Next is the new Assassin's Guild. As the name implies, Ezio decides it is now time to bolster the waning number of assassins left in the world by recruiting the people under direct Borgia oppression and giving them the power to combat that oppression. Once an assassin is recruited, Ezio can visit a pigeon coop or assassin's tower to give that recruit a contract that will reward him/her with XP and money. Once a recruit reaches level 10, he/she is ready to become a full assassin, and even gets the same fancy duds Ezio wears. Aside from being another source of income for Ezio, the assassin recruits can be summoned to his side temporarily at any time. The only times assassin recruits cannot be summoned is when they are away on a contract or if the mission you're on expressly prohibits them from appearing. It feels particularly good in large battles to summon six trained and highly lethal assassins when you are being overwhelmed.

The last and by far biggest addition to Brotherhood is its multiplayer. Story-wise, Abstergo has amassed a large number of Animus machines with an equal number of Templars to use them. In a nutshell, Abstergo plans to train the Templars how to fight the Assassins by teaching them how to fight like Assassins themselves. There are four gametypes in Brotherhood's multiplayer: Wanted, Advanced Wanted, Manhunt, and Alliance. In Wanted, each player is given a proximity radar and a contract to kill a specific player. You must then stealthily move around the map using crowds, hiding spots, and your wits until you find the player and assassinate him while drawing as little attention to yourself as possible. As fun as that sounds, be warned, you also have a contract on your head, and another player is actively hunting you. Also, the higher you are on the scoreboard, the more contracts you have on you. So it is entirely possible to have four players hunting for only you if you're currently in first place. Talk about stressful! Advanced Wanted is the exact same thing as Wanted, with the only exception being that your proximity radar much less accurately leads you to your target, thus forcing you to make much better observations to correctly find and assassinate your target.

Manhunt is basically a very violent and bloody version of hide-and-seek. Two teams of four spawn on opposite sides of the map, with Team 1 as the hunters and Team 2 as the prey. Team 1's sole objective is to hunt down and assassinate the members of Team 2. Team 2's sole objective is to stay hidden from Team 1, and cannot kill their hunters, but only stun them temporarily and escape. Team 1 gains points by killing Team 2, and Team 2 gains points by effectively hiding. After the first round finishes, the roles of each team is reversed and Team 2 is now hunting Team 1. After both rounds conclude, the team with more points wins the game.

### RECORDS
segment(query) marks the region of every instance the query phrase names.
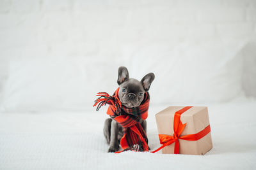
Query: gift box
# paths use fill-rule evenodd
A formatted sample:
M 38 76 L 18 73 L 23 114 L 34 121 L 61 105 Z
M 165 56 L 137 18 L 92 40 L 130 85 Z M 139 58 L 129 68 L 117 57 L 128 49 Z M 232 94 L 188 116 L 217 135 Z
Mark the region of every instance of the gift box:
M 163 153 L 204 155 L 212 148 L 208 110 L 170 106 L 156 115 Z

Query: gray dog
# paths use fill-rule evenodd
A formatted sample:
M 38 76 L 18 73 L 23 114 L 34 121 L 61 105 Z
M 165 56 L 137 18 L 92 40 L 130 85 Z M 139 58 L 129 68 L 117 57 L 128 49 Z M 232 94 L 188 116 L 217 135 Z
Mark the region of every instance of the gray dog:
M 140 81 L 134 78 L 129 78 L 127 69 L 120 67 L 117 83 L 120 86 L 118 96 L 122 105 L 129 108 L 138 107 L 143 100 L 145 92 L 149 90 L 154 78 L 155 75 L 152 73 L 145 75 Z M 140 123 L 147 132 L 146 120 L 141 119 Z M 118 151 L 120 139 L 124 135 L 122 127 L 109 118 L 105 120 L 103 132 L 107 143 L 109 144 L 108 152 Z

### PARTS OF THE EXERCISE
a) In the Brotherhood excerpt, what level must a recruit reach to become a full assassin?
b) Summarize the Brotherhood excerpt in two sentences.
c) Which multiplayer gametypes does the Brotherhood excerpt list?

### ANSWERS BY TASK
a) Level 10.

b) Brotherhood adds an Assassin's Guild in which Ezio recruits people oppressed by the Borgia, sends them on contracts for XP and money, and can summon them to fight at his side. Its biggest addition is multiplayer, where Abstergo trains Templars to fight like Assassins across four gametypes, including Wanted, in which players hunt targets while being hunted, and Manhunt, in which two teams take turns as hunters and prey.

c) Wanted, Advanced Wanted, Manhunt, Alliance